# INSTRUCTIONS FOR THE TASK
In the entries that follow, how many lines include "brown"? Give the number and nothing else.
┌─ DATASET RECORDS
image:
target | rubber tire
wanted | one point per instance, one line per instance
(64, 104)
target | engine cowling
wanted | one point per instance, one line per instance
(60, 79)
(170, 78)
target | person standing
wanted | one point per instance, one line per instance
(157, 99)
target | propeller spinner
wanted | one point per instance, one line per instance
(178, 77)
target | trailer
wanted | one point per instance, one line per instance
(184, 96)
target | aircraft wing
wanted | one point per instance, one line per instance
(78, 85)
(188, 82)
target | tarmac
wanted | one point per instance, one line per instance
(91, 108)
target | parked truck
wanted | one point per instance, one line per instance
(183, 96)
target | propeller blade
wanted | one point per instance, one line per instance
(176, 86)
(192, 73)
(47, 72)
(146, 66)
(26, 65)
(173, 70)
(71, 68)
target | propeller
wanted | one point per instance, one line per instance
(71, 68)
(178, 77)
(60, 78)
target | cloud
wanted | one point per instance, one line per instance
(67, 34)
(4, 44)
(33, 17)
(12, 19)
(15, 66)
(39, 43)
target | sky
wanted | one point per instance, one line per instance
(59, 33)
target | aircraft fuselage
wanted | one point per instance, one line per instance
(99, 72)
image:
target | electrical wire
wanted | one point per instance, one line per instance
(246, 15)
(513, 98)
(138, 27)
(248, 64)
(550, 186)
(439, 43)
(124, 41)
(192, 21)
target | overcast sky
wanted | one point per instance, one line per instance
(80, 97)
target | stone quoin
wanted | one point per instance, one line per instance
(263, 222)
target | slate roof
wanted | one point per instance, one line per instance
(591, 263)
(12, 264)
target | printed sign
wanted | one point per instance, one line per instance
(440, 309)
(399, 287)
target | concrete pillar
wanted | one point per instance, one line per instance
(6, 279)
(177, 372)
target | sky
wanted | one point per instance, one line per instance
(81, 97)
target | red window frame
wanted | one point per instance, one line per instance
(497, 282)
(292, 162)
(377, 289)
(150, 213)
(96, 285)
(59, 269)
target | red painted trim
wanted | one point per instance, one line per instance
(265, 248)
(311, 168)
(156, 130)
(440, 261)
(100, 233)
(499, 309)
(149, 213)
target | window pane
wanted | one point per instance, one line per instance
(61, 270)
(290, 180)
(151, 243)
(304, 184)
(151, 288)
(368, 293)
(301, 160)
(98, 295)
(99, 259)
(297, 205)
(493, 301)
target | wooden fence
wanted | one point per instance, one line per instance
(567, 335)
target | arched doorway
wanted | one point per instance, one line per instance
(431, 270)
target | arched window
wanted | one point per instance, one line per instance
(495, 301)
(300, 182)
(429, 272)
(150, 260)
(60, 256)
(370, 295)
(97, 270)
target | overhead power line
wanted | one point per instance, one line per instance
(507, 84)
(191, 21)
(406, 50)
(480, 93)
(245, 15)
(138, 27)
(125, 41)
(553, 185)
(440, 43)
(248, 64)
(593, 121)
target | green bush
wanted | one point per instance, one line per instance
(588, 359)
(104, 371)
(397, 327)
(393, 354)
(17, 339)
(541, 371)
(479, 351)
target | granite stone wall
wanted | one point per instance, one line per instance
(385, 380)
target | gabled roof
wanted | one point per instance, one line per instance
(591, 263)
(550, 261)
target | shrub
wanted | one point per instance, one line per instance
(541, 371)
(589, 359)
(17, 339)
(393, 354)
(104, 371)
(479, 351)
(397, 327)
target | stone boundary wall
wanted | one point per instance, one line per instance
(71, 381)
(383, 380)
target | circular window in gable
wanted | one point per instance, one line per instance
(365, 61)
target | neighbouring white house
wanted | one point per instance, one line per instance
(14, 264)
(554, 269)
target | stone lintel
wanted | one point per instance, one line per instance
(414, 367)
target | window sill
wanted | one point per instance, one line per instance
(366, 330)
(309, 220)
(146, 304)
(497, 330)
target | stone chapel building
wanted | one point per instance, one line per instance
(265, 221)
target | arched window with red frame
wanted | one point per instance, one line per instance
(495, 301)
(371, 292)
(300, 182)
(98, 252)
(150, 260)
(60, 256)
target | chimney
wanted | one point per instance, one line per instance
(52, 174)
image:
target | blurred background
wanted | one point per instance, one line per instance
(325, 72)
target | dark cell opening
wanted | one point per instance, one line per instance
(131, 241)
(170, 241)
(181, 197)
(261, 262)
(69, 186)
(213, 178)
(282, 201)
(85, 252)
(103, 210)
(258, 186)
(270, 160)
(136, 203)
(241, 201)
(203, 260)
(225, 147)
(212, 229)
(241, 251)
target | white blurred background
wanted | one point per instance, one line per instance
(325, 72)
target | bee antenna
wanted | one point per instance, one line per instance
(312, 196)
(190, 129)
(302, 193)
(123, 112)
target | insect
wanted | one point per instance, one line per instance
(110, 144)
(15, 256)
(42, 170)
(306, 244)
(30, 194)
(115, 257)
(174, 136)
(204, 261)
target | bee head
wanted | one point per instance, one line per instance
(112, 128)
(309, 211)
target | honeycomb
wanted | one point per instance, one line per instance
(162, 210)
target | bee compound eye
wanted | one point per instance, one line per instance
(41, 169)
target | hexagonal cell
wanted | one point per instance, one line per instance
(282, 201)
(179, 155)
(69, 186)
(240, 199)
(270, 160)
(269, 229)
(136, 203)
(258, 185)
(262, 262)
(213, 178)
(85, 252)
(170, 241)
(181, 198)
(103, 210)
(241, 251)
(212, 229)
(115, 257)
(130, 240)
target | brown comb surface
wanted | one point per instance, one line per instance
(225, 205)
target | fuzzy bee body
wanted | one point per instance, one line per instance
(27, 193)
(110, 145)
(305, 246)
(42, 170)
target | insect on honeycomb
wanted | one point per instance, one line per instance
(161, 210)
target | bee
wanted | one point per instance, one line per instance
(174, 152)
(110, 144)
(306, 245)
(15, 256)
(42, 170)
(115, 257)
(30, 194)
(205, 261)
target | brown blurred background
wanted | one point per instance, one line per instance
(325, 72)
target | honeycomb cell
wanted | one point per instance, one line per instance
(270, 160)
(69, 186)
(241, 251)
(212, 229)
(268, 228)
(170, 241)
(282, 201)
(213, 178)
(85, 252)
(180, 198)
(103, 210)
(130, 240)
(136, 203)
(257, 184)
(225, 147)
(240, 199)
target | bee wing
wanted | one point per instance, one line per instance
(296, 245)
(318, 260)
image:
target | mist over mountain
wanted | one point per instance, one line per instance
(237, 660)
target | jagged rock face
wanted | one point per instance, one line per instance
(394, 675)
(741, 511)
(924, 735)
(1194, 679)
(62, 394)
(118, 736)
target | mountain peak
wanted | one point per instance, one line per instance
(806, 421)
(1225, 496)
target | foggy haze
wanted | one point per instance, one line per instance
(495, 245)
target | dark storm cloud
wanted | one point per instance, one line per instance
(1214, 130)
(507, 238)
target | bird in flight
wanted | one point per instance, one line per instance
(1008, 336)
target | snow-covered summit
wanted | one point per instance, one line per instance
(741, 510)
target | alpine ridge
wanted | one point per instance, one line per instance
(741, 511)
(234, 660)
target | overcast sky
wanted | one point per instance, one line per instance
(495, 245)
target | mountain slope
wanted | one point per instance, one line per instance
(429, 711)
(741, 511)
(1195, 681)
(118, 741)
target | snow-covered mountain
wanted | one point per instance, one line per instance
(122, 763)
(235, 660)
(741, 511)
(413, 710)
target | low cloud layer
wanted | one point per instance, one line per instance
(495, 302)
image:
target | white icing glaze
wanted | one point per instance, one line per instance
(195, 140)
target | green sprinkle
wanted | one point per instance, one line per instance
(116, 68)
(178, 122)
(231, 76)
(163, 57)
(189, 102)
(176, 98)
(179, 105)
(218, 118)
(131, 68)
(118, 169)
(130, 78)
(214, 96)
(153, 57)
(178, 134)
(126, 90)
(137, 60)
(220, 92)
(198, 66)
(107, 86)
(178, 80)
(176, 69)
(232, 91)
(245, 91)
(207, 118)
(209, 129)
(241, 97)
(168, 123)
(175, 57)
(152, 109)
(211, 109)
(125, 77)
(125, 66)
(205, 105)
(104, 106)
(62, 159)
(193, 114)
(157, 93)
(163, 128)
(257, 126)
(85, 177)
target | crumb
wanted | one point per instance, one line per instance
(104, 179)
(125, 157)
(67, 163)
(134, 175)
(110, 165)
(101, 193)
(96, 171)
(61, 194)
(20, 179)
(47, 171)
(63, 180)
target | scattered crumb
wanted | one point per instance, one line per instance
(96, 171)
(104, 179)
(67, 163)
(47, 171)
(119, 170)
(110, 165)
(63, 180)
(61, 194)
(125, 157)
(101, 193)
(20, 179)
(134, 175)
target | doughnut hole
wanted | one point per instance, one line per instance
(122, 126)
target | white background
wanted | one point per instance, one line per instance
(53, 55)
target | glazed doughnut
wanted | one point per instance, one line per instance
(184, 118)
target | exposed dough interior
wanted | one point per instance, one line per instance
└─
# ANSWER SPACE
2